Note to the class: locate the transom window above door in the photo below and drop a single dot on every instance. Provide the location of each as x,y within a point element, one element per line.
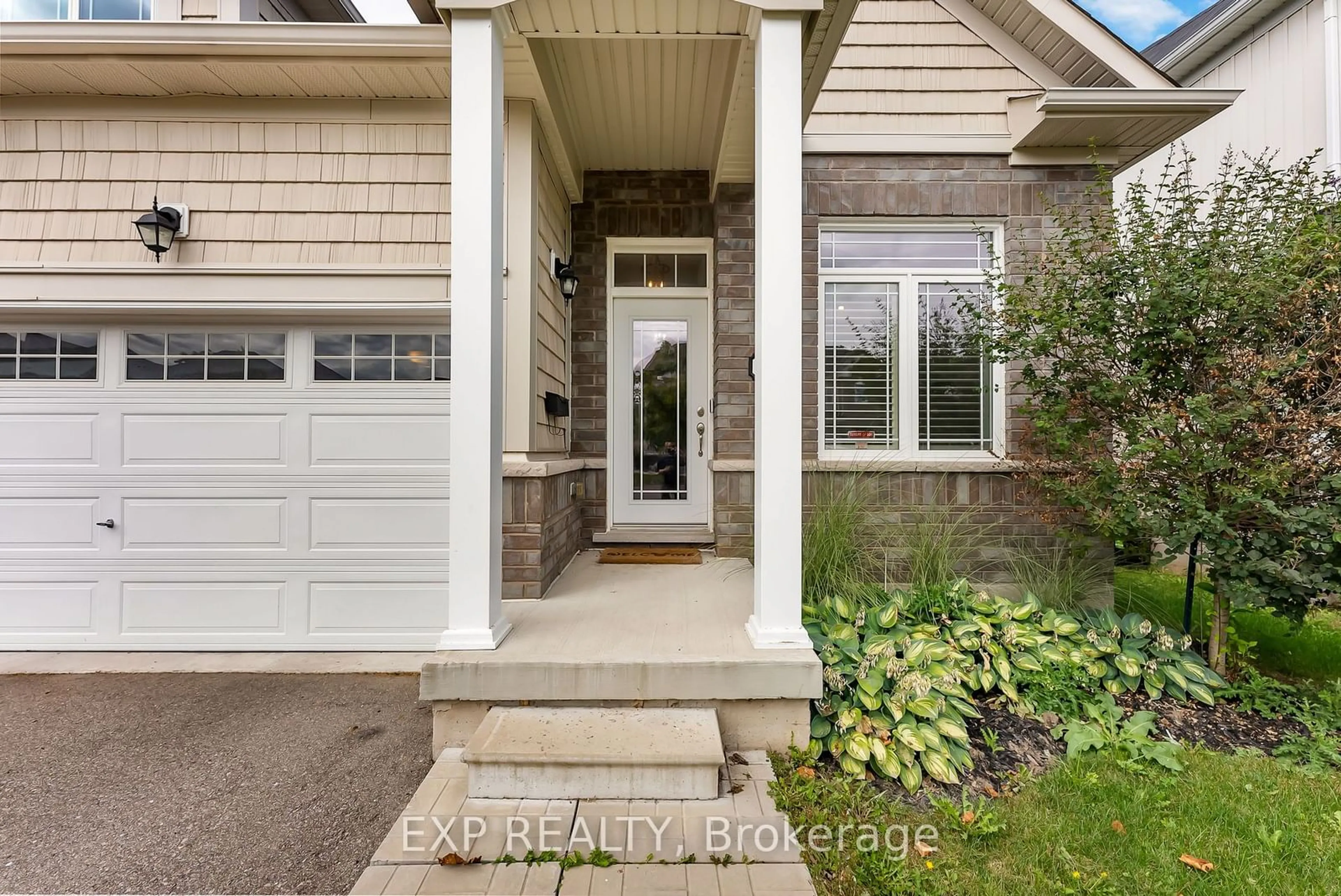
<point>383,357</point>
<point>900,368</point>
<point>49,355</point>
<point>206,356</point>
<point>662,270</point>
<point>57,10</point>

- **Written task**
Resize the items above by writing all their lines out again, requests included, with every point coordinate in the answers multiplied by 2.5 and rounded to a whole number, halves rounding up. Leave out the images.

- **Exercise answer**
Note to the class: locate the transom window above door in the photo below and drop a single dot on every instance. Provide the location of each as x,y within a point element, one element per line.
<point>958,893</point>
<point>2250,920</point>
<point>123,888</point>
<point>515,890</point>
<point>1655,675</point>
<point>143,25</point>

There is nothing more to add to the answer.